### Text under study
I want to begin by thanking all of you for participating in the 26th National Schools Constitutional Convention. Your attendance – and the passion and interest that it represents – is so important. It speaks to who you are as people and, I hope, where we are as a nation. It is a sign that you are engaged. That you care about our country and that you care about the future.

When I was sworn in as Governor-General, I quoted the Australian author David Malouf: ‘Australia is still revealing itself to us. We oughtn’t to close off possibilities by declaring too early what we have already become.’ I editorialised at the time that Australia is not a finished product. Everything that we have seen since reaffirms my view.

The logical next step of us not being a finished product is that there is still scope to reimagine our future and to then shape it and redefine it. We need young, emerging leaders stepping up and leading that change. Whether it is through constitutional reform, issues-based advocacy, careers in policy or politics or leadership in the community, you all have capacity to play that role.

If I could turn to the question before you at the Convention ['Should the Constitution have a new Preamble that would recognise our history and aspirations, and the many peoples and groups that make up our nation?']. You’ll appreciate that, as Governor-General, I walk a fine line in taking sides on policy debates. We’re a constitutional monarchy and, as such, while I have important constitutional responsibilities, it is the role of the Australian people and, through elections, our parliaments to determine policy. I can, and do, have regular conversations with our political leaders – from all sides – but I do not dictate or advocate. I might provide some advice or insights from my discussions with Australians, but these prompts are provided without expectation of follow-up. I intend to take a similar approach today in our discussion.

The first point that I would make is purely tactical and one that I’m sure has come up in your discussions today. Constitutional change is very difficult. The success rate of referendums in Australia is not high. Just eight out of 44 carried since Federation. The last to be carried coming in 1977. I would make two observations: it is incredibly difficult to change the Constitution; despite this, and despite the last eight proposals not being carried, there has been enormous change in Australia since 1977.

Change has been driven from both the top down and the bottom up. Our society has changed and, often, these changes have been codified or legislated at the local, state and federal levels. It is worth, then, considering the tactical question of whether the priority should be in adding a Preamble to the Constitution over other avenues of change. Are there legislative or societal changes that could be affected with a diversion of resources from one to the other? The question is yours to answer.

The second point I want to make goes to the substance of the question you’re considering – which, tactics aside, I think goes to who we are as a nation and who we can be. As I said at the beginning, we’re joining you today from Gippsland. We’ve spent the last two days in small towns across the region that were devastated by the 2019-20 bushfires. We’ve been doing these sorts of visits for 18 months – meeting Australians who have gone through horrific hardships, from the fires to the pandemic, but are still fighting on, helping each other and shaping their own future. These traits, this richness of spirit, go very much to the question you’re considering. We shouldn’t take it for granted. To the contrary, it is something that we should nurture. We should nurture it by celebrating the good: by calling out those among us who do well, who give and who serve. But we should also nurture it by telling the truth. By listening to those marginalised, by accepting that success isn’t universal and by celebrating that our diversity is our strength.

Last week was Harmony Week, the theme of which resonated strongly with me: Everyone Belongs. We do all belong here. We should all know that, understand that and be confident that the belief is universally held.

If I can leave you with one unambiguous message: Australia is a good place, with a good people. We are at our best when we are inclusive, when we recognise that our differences forge our collective strength, and when we recognise that we’re not a finished product.

### Action item
Answer these questions using the convention address above:
(a) Which author did the speaker quote when sworn in as Governor-General?
(b) According to the address, how many referendums have been carried in Australia since Federation, and out of how many?
(c) What was the theme of Harmony Week?

### Records supplied
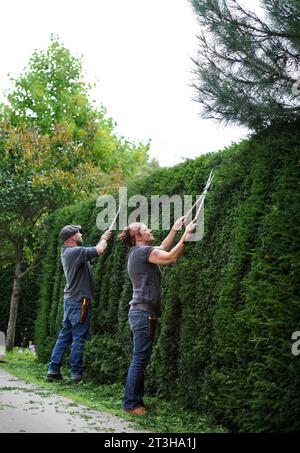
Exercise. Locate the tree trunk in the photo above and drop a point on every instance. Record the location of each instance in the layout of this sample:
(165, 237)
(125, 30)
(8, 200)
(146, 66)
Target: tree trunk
(14, 301)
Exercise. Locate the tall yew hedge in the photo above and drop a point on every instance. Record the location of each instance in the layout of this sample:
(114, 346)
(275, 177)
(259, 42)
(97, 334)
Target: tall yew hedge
(230, 304)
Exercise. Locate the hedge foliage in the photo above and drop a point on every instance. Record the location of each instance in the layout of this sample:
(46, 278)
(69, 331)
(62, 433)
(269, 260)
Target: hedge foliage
(230, 304)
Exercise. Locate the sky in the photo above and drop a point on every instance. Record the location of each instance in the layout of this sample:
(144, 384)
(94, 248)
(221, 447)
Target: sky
(138, 52)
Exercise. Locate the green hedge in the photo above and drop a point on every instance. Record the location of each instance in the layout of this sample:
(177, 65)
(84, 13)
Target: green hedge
(27, 305)
(231, 302)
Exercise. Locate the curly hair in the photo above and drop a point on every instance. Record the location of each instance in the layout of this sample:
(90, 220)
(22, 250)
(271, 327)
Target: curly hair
(127, 238)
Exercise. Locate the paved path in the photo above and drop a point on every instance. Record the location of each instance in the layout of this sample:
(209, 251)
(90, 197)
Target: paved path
(32, 409)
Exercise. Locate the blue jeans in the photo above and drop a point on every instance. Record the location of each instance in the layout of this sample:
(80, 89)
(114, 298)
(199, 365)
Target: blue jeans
(142, 346)
(73, 333)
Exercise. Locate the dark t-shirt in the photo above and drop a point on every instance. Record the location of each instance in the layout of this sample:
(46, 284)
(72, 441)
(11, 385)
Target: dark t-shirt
(145, 277)
(78, 273)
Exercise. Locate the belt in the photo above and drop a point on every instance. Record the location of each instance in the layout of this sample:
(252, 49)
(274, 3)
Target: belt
(145, 307)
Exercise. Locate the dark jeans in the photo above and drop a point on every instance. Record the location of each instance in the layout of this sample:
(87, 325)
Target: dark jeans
(73, 333)
(142, 346)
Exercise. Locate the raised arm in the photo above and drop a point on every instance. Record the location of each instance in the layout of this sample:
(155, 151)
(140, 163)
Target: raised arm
(168, 241)
(158, 256)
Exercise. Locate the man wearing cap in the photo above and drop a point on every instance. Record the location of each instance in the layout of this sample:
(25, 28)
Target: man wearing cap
(78, 293)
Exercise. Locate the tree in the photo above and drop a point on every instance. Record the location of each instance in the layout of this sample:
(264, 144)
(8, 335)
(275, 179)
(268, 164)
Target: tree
(38, 174)
(50, 91)
(56, 148)
(248, 63)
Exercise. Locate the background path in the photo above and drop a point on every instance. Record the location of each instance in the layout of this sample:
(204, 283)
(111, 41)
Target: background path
(32, 409)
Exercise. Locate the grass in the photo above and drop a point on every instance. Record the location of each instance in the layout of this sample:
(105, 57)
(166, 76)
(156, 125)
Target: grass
(162, 416)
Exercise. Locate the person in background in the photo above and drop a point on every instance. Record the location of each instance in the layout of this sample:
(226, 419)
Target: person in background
(143, 268)
(79, 292)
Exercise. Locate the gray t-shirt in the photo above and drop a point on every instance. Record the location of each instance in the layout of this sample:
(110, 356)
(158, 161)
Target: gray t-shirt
(78, 273)
(145, 277)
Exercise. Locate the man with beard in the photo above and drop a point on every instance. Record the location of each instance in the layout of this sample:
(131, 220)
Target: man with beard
(79, 291)
(143, 268)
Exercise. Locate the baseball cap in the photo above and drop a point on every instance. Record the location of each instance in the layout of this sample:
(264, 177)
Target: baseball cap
(68, 231)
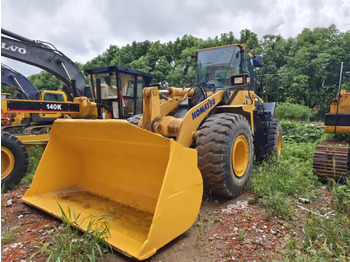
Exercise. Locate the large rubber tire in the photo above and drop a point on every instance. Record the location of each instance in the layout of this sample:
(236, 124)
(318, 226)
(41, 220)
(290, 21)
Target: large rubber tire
(225, 154)
(274, 141)
(14, 161)
(135, 119)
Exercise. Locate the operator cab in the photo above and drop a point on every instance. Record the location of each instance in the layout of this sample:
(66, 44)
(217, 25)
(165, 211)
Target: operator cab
(121, 89)
(218, 67)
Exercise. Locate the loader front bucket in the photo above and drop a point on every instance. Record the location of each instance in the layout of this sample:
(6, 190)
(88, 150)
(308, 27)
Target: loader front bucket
(148, 186)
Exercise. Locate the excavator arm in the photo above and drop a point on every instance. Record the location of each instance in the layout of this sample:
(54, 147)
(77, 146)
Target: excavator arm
(44, 56)
(18, 82)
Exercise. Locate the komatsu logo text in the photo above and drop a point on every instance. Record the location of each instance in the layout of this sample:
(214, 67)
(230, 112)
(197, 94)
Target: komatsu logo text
(13, 48)
(203, 108)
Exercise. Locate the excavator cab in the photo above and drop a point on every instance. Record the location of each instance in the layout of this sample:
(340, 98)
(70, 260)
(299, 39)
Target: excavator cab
(120, 89)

### Problem solution
(a) David Malouf
(b) Eight out of 44
(c) Everyone Belongs